— Start of Given records —

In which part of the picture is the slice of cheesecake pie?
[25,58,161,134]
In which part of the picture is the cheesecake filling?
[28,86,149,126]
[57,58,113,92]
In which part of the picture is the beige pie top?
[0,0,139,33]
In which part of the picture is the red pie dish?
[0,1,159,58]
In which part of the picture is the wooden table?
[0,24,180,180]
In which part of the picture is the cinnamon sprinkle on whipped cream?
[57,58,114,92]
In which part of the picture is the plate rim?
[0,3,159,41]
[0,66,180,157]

— End of Given records —

■ Goal of the exercise ■
Write out all of these entries again, including the requests, and add 118 to every box coordinate in the answers.

■ Response ■
In which part of the picture is the slice of cheesecake pie?
[143,176,279,252]
In which part of the picture is the cheesecake filling?
[146,204,267,244]
[175,176,231,210]
In which part of the picture is the beige pie top?
[118,118,257,151]
In which part of the picture is the red pie dish?
[118,119,277,176]
In which part of the picture is the wooden table?
[118,142,298,298]
In which part of the picture is the cinnamon sprinkle on whipped cream?
[175,176,232,210]
In which part of the picture is the plate rim?
[118,121,277,159]
[118,184,298,275]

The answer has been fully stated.